## Verilen görev
Aşağıdaki satırların hepsini, boş olanları atlayarak numaralı bir liste hâlinde yaz.

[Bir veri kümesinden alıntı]
****

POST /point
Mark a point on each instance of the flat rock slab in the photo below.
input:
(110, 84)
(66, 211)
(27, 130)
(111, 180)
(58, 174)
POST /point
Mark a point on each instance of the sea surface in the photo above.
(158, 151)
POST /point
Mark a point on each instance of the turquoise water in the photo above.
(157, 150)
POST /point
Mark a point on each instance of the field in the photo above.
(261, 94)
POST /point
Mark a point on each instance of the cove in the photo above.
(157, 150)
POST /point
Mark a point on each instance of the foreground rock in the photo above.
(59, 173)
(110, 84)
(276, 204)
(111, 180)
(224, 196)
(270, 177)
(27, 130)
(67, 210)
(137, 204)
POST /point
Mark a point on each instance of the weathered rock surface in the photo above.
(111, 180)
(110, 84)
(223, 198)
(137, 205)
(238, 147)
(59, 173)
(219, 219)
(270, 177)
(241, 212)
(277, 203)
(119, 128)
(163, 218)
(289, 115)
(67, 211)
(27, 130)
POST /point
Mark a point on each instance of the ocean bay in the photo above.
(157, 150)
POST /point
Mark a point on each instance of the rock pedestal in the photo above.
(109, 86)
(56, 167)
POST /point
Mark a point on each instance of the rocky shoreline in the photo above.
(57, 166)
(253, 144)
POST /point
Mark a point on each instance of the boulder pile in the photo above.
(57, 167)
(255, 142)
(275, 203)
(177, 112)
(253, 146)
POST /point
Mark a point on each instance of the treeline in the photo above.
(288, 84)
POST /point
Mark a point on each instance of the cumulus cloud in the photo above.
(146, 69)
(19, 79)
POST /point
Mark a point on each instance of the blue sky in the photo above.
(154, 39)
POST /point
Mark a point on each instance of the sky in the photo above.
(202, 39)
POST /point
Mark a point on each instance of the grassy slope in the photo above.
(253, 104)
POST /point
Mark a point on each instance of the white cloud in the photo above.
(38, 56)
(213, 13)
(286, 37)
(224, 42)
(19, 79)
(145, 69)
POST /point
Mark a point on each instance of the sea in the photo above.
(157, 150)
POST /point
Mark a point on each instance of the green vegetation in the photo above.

****

## Tamamlanan alıştırma
1. POST /point
2. Mark a point on each instance of the flat rock slab in the photo below.
3. input:
4. (110, 84)
5. (66, 211)
6. (27, 130)
7. (111, 180)
8. (58, 174)
9. POST /point
10. Mark a point on each instance of the sea surface in the photo above.
11. (158, 151)
12. POST /point
13. Mark a point on each instance of the turquoise water in the photo above.
14. (157, 150)
15. POST /point
16. Mark a point on each instance of the field in the photo above.
17. (261, 94)
18. POST /point
19. Mark a point on each instance of the cove in the photo above.
20. (157, 150)
21. POST /point
22. Mark a point on each instance of the foreground rock in the photo above.
23. (59, 173)
24. (110, 84)
25. (276, 204)
26. (111, 180)
27. (224, 196)
28. (270, 177)
29. (27, 130)
30. (67, 210)
31. (137, 204)
32. POST /point
33. Mark a point on each instance of the weathered rock surface in the photo above.
34. (111, 180)
35. (110, 84)
36. (223, 198)
37. (137, 205)
38. (238, 147)
39. (59, 173)
40. (219, 219)
41. (270, 177)
42. (241, 212)
43. (277, 203)
44. (119, 128)
45. (163, 218)
46. (289, 115)
47. (67, 211)
48. (27, 130)
49. POST /point
50. Mark a point on each instance of the ocean bay in the photo above.
51. (157, 150)
52. POST /point
53. Mark a point on each instance of the rock pedestal in the photo above.
54. (109, 86)
55. (56, 167)
56. POST /point
57. Mark a point on each instance of the rocky shoreline in the photo above.
58. (57, 166)
59. (253, 144)
60. POST /point
61. Mark a point on each instance of the boulder pile in the photo above.
62. (57, 167)
63. (255, 142)
64. (275, 203)
65. (177, 112)
66. (253, 146)
67. POST /point
68. Mark a point on each instance of the treeline in the photo above.
69. (288, 84)
70. POST /point
71. Mark a point on each instance of the cumulus cloud in the photo above.
72. (146, 69)
73. (19, 79)
74. POST /point
75. Mark a point on each instance of the blue sky in the photo above.
76. (154, 39)
77. POST /point
78. Mark a point on each instance of the sky in the photo above.
79. (202, 39)
80. POST /point
81. Mark a point on each instance of the grassy slope in the photo above.
82. (253, 104)
83. POST /point
84. Mark a point on each instance of the white cloud in the photo above.
85. (38, 56)
86. (213, 13)
87. (286, 37)
88. (224, 42)
89. (19, 79)
90. (145, 69)
91. POST /point
92. Mark a point on each instance of the sea in the photo above.
93. (157, 150)
94. POST /point
95. Mark a point on each instance of the green vegetation in the photo above.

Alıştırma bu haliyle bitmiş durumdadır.